▶ SOURCE TEXT
Error:  predicted – actual values

How far the predicted value from actual value

MAE: average of absolute value of error

• Error gets positive and negative value. This positive and negative sign indicates direction from the best fitted line.
• To remove this negative sign and only magnitude will be taken under consideration , taking absolute value of error and then taking average so the negative sign disappears.

MSE : average of squared error (***Detect the presence of outlier***)

• Second method for removing negative signs, taking square of error values and then it’s average.
• But this output value  doesn’t look precise error value.

RMSE: To compensate this MSE , take the square root of MSE .(***give the spread of residual and analogous to standard deviation means give the variance of data ***)

• RMSE-Most popular metric for regression
• Follow a normal distribution, and also follow an assumption an error is unbiased.
• Highly affected by outliers, make sure prior using metrics , have to remove outliers from the dataset.
• Reliable for large dataset
• As compared to MAE , RMSE gives higher weightage and punishes large errors..

RMSLE

• here we take a log of predicted and actual values. And measures what changes are done in variance.
• It is not affected by outliers
• Main goal is when we don’t want to penalize huge differences in actual and predicted value when both are huge numbers.
• Log is used for scales down the largest value.
1. If both predicted and actual values are small: RMSE and RMSLE are the same.
2. If either predicted or the actual value is big: RMSE > RMSLE
3. If both predicted and actual values are big: RMSE > RMSLE (RMSLE becomes almost negligible)

MAPE: Mean absolute percentage error

• Equivalent to % of MAE
• Both MAE & MAPE , robust to the effect of outliers
• actual value more than predicted →  MAPE less  and actual less than predicted →  MAPE is more

MPE: Mean percentage error

• Same as MAPE. The only difference is that it lacks absolute value.
• MPE shows the bias of model
• MPE is useful model , since it allow us to see if our model systematically underestimates(more negative) and overestimates( more positive)

R2:

• R2 gives information about how much variability of independent variables explained by the model.
• If MSE or RMSE decreases ,model performance increases. But these values alone are not intuitive.

▶ EXTRACTED ENTRIES
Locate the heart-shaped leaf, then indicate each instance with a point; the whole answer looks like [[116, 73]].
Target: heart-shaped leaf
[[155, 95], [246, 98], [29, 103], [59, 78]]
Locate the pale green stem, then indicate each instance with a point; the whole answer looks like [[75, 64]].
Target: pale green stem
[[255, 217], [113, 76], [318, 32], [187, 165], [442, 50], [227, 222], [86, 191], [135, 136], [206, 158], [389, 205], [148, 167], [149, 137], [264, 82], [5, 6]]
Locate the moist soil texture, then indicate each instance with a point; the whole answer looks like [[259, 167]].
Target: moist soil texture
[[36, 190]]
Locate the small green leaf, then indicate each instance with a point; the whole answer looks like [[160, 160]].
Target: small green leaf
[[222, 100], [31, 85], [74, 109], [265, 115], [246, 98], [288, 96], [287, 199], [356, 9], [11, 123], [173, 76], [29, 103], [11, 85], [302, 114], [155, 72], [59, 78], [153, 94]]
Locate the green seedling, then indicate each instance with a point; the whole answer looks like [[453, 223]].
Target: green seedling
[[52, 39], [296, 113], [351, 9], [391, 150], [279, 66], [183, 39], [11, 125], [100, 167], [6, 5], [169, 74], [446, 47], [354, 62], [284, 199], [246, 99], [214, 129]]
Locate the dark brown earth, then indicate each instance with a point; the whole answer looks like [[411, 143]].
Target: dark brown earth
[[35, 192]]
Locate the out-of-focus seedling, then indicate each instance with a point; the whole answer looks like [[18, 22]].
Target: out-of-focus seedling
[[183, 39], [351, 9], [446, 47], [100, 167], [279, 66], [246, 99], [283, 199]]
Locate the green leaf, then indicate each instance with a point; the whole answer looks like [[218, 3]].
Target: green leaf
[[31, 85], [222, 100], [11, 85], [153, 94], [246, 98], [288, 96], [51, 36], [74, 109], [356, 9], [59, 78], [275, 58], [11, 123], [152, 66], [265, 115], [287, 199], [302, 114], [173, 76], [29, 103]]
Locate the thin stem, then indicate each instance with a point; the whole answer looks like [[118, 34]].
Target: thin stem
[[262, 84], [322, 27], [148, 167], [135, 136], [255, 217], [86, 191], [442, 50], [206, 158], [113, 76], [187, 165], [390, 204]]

▶ PROMPT 1
In the notes on regression error metrics, how do RMSE and RMSLE compare when both the predicted and actual values are small?
▶ PROMPT 2
Continue the notes on regression error metrics from their last sentence, in the same bullet-point style.

▶ EXERCISE ANSWER 1
They are the same.

▶ EXERCISE ANSWER 2
• In the case of classification models, accuracy of model is 0.8. by testing this model against a random model ,accuracy is 0.5; this random model is treated as our benchmark.
• But in RMSE , there is no benchmark model to compare.
• We can use R2  to compare the model
• MSE (Model): MSE of the predictions against the actual values
• MSE(Baseline): MSE of  mean prediction against the actual values

• When we add more independent variables into the model , R2 always increases but not deceases, since it doesn’t take care of significant or correlated  variables .
• Adjusted R2 alway taking care of significant / correlated variables. If added features are correlated with the output, then adjusted R2 value will increase. Otherwise features are not significant , adj R2 value slightly decreases.

Evaluation metrics for Classification:

In classification problem , Two types of algorithms depending on outputs:

1. Class output : Algorithms like SVM and KNN create a class output. For binary classification , output will be 0 or 1 .
2. Probability output :  Algorithms like Logistic regression , Random Forest , Gradient boosting, adaboost etc. give probability outputs. Converting probability outputs to class output is just a matter of creating a threshold probability.

For balanced dataset , Accuracy  used  as an evaluation matrix.( Balanced dataset – no bias in dataset).

Recall/ precision : used in an imbalanced dataset.

Confusion Matrix:

TP =  When classifier predicted TRUE  (They have disease) , and correct class was TRUE (Patient has disease)

TN = When model predicted FALSE (No disease), and correct class was FALSE (When patient do not have disease)

FP (Type I Error) = Classifier predicted TRUE , but correct class was FALSE (Patient did not have disease). EX. Producer Risk

FN (Type II Error ) = Classifier predicted FALSE (Patients do not have disease) , but the correct class was TRUE (but they actually do have disease). EX. Consumer Risk

Accuracy  : ( TP + TN)/ ( TP+ TN + FN +FP)

Misclassification rate(Error rate) : (FP+ FN)/(TP+ TN +FN+FP)

Precision  : TP/TP+FP

• Out of total predicted positive value , how many result were actually positive
• In precision , we are trying to reduce FP error but  FN is higher

Recall :  TP/TP+FN

• Out of total actual positive value , how many did we predict positively.
• In recall, trying to reduce FN , but  FP is higher

F Beta :

• Beta value may vary , it can be 1, 0.5 or 2.
• F beta-Score is the harmonic mean of precision and recall values for a classification problem.

Harmonic mean =  2xy/x+y

• B=1 …. Whenever FP and FN are equally important on model
• B= 0.5 …. FP having greater impact than FN then it is precision , B should decreases ….. choose B in between o and 1 (mostly choose 0.5)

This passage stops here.